-- What you are asked to do --
In the text on India's economic recovery, rewrite the passage starting at "India’s manufacturing activity" and ending at "in the economy.", swapping "robust" for "resilient".

-- Text shown --
---*---

Deepening contraction in core sector growth comprising eight infra sectors in October after nearing zero mark in September had raised questions on sustainability of the normalization process in the economy

Out of the ₹1.05 trillion revenue collected in November, central GST is ₹ 19,189 crore, state GST is ₹ 25,540 crore, IGST is ₹ 51,992 crore and cess is ₹8242 crore. (Mint)Premium
Out of the 1.05 trillion revenue collected in November, central GST is 19,189 crore, state GST is 25,540 crore, IGST is 51,992 crore and cess is 8242 crore. (Mint)

India’s manufacturing activity remained robust a month after touching decadal high and indirect tax collections scaled 1 trillion mark for the second consecutive month in November, signaling recovery process in Asia’s third largest economy may still be on track.

Deepening contraction in core sector growth comprising eight infra sectors in October after nearing zero mark in September had raised questions on sustainability of the normalization process in the economy.

Data released by the analytics firm IHS Markit on Tuesday showed Purchasing Managers’ Index (PMI) for manufacturing sector fell to a three month low at 56.3 from an over 12 year high of 58.9 in October but remained strong.

A figure above 50 indicates expansion, while sub-50 signals contraction.

Separately, the finance ministry data showed Goods and services tax (GST) revenue of the central and state governments touched 1.05 trillion for the second month in a row, growing 1.4% from the revenue collected in same month a year ago, after the sharp decline in the initial months following the nationwide lockdown.

After showing year-on-year contraction in the April to August period, GST receipts showed a positive trend in September, which got pronounced in October, indicating that the economic recovery is on in line with the lifting of lockdown restrictions.

---*---

Source data:
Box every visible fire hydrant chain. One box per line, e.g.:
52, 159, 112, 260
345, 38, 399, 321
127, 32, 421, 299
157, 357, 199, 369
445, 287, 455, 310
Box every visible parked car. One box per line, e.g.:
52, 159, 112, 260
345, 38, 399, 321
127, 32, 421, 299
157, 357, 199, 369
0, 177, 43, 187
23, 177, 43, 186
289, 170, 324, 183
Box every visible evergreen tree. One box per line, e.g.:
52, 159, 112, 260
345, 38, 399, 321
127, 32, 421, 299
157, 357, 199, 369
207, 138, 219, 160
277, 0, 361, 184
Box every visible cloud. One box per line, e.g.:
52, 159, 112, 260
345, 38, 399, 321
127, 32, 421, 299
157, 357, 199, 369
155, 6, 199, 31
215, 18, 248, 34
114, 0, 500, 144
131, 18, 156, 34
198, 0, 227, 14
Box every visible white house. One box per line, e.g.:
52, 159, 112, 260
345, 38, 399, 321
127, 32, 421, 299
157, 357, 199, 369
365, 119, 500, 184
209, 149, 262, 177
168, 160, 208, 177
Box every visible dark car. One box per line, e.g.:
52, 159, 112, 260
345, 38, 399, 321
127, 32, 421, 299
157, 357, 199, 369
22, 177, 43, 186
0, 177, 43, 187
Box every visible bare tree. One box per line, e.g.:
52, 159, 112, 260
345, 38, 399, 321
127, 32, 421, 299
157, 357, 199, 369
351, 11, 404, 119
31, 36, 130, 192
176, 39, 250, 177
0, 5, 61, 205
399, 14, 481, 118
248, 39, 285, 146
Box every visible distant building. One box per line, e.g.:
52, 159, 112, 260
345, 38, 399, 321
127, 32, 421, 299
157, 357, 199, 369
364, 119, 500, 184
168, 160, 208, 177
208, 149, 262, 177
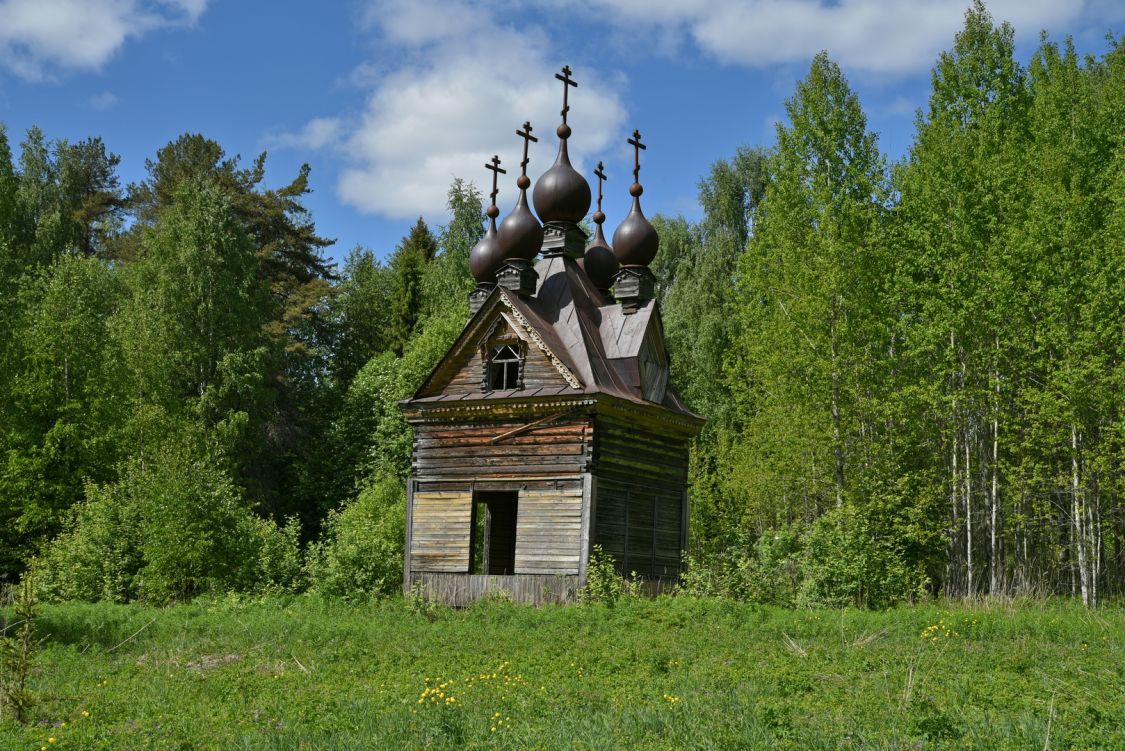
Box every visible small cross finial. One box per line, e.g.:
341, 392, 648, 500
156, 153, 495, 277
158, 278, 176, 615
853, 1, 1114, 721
515, 120, 539, 178
555, 65, 578, 125
485, 154, 507, 206
594, 162, 609, 211
626, 130, 648, 182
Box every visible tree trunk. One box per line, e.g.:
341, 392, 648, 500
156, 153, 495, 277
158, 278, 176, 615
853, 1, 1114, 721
1070, 423, 1090, 607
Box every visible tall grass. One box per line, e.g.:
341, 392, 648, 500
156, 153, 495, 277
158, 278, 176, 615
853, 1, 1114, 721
0, 597, 1125, 751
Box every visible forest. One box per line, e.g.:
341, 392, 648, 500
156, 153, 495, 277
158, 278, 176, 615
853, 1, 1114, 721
0, 3, 1125, 607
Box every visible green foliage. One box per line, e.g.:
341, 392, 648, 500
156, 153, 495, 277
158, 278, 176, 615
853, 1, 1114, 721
0, 596, 1125, 751
578, 545, 640, 606
307, 474, 406, 600
36, 446, 300, 604
331, 247, 392, 389
387, 217, 438, 355
0, 577, 41, 723
422, 178, 484, 322
798, 507, 926, 608
0, 255, 126, 579
682, 524, 807, 607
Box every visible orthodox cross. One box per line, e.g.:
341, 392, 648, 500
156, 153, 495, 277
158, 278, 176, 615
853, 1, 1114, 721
594, 162, 609, 211
515, 120, 539, 178
555, 65, 578, 125
626, 130, 648, 182
485, 155, 507, 206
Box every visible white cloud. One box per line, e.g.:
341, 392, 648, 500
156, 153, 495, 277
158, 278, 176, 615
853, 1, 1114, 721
0, 0, 207, 81
324, 0, 624, 219
90, 91, 117, 111
576, 0, 1085, 74
264, 117, 343, 151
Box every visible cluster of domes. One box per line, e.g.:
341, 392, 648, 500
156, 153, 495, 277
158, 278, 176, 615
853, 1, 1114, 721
469, 67, 659, 290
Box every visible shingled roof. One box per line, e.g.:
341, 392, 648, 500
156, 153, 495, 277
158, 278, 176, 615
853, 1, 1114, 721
404, 249, 703, 422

---*---

-- Reply to the task --
India’s manufacturing activity remained resilient a month after touching decadal high and indirect tax collections scaled 1 trillion mark for the second consecutive month in November, signaling recovery process in Asia’s third largest economy may still be on track.

Deepening contraction in core sector growth comprising eight infra sectors in October after nearing zero mark in September had raised questions on sustainability of the normalization process in the economy.